- _Given passage_
*-*-*
Thursday, July 14, 2022

"Together is Timeless"


     A writer trusts his gut. She listens to her in-the-moment instinct. Use this word but not that one. Jump at that topic while avoiding another. You need a sense of what fits, what doesn't, what's right, what wrong.
     So I'm sitting in the car on Wabash Avenue, just north of Cermak Road, waiting for my younger son to come down so we can go to dinner in Chinatown. And I look across the street and see this billboard for Fannie May candies. And think, "Bleh." Then take a picture to document the marvel, to make sure I'm not hallucinating. To check that this isn't some errant, one-off billboard test.
     It isn't. A big branding campaign, launched last Christmas.
     "Together is Timeless."
     Tell me I'm wrong. Tell me I'm overreacting by even remarking upon its meh-ness. I'm not their target audience. To me, Fannie May candy is barely worth eating, like Hershey's milk chocolate. A palpable substitute for actual candy if nothing better is at hand. A form of pica, only using confectionary instead of plaster of paris.
     I tried to think of how to illustrate its wrongness, and the first phrase I thought of is Sartre's "Hell is other people." The problem must be the word "timeless." It's not an adjective that evokes anything, especially not chocolate. The slogan is close in meaning to "Together is an Eternity," which doesn't sound like a situation you want to enter willingly. "Timeless" is such a tired bit of boosterism. "This heirloom plate from the Franklin Mint will become a timeless treasure your family will cherish for generations..."
     I wondered what Fannie May, based in Chicago, thought it was doing, and am glad that Candy & Snack Today did the heavy lifting for me, reaching out to Ferraro Group's Fannie May Confection Brands Inc.
     “Together Is Timeless showcases how Fannie May takes classic ingredients like caramel, pecans, grahams, marshmallows and chocolate, and brings them together to create something greater than the sum of their parts. Just like the memories that are made while celebrating with loved ones,” Kari Fisch, senior brand manager at Fannie May told the publication. “We are very excited to unveil our new campaign and look forward to becoming a staple of family celebrations nationwide for decades to come.”
     They pay people for that. (And what's a "graham"? Perhaps the word you use when you can't call an ingredient a "graham cracker" for legal reasons. Did you ever in your life say, "I'd like a graham"? Me neither). 
     We are in such a blizzard of communication, a 24-hour wordstorm as big as the Crab Nebula. So if you are going to coin a phrase, buy billboards, you jolly well...
     Enough. Anyone who gets it understood at first glance, and if they haven't, they never will.
*-*-*
- _Raw data_

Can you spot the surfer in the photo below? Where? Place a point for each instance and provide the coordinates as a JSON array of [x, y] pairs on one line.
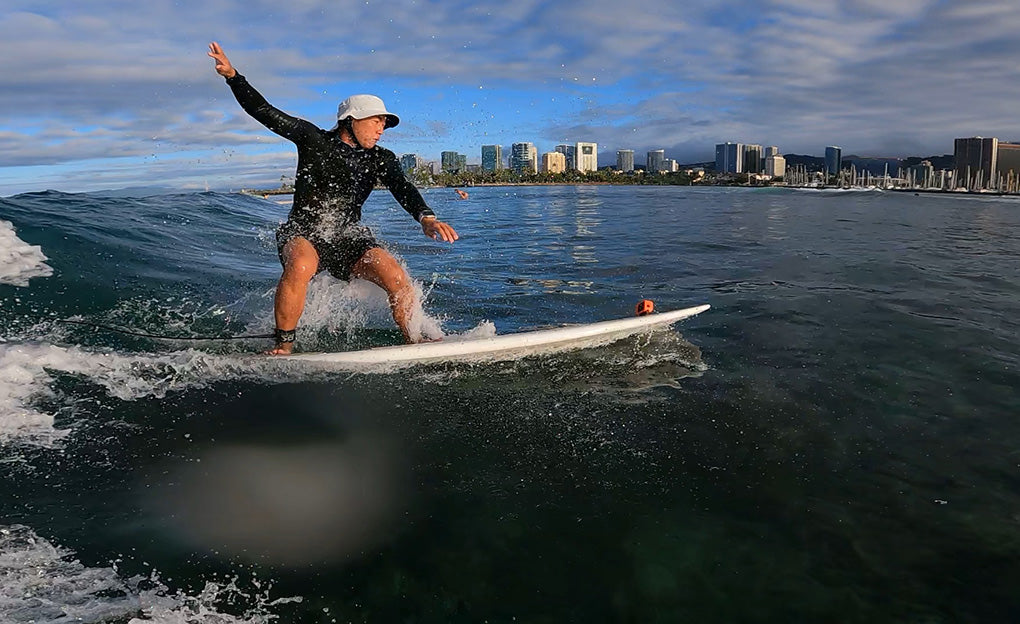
[[337, 170]]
*-*-*
- _Objective A_
Condense the paragraph beginning "I tried to think of how to illustrate its wrongness" from the piece about the Fannie May billboard into a short bulleted list that keeps its main points.
- _Objective B_
In the piece about the Fannie May billboard, why does the writer take a picture of the billboard? Answer in one to three sentences.

- _Correct result A_
- When trying to show what is wrong with the slogan, the first phrase that came to mind was Sartre's "Hell is other people."
- The problem must be the word "timeless," an adjective that evokes nothing, especially not chocolate.
- The slogan is close in meaning to "Together is an Eternity," which doesn't sound like a situation anyone would enter willingly.
- "Timeless" is tired boosterism, like a Franklin Mint ad promising an heirloom plate will become a "timeless treasure."

- _Correct result B_
The writer takes the picture to document the marvel and to make sure it isn't a hallucination. It is also meant to confirm that the billboard isn't some errant, one-off test.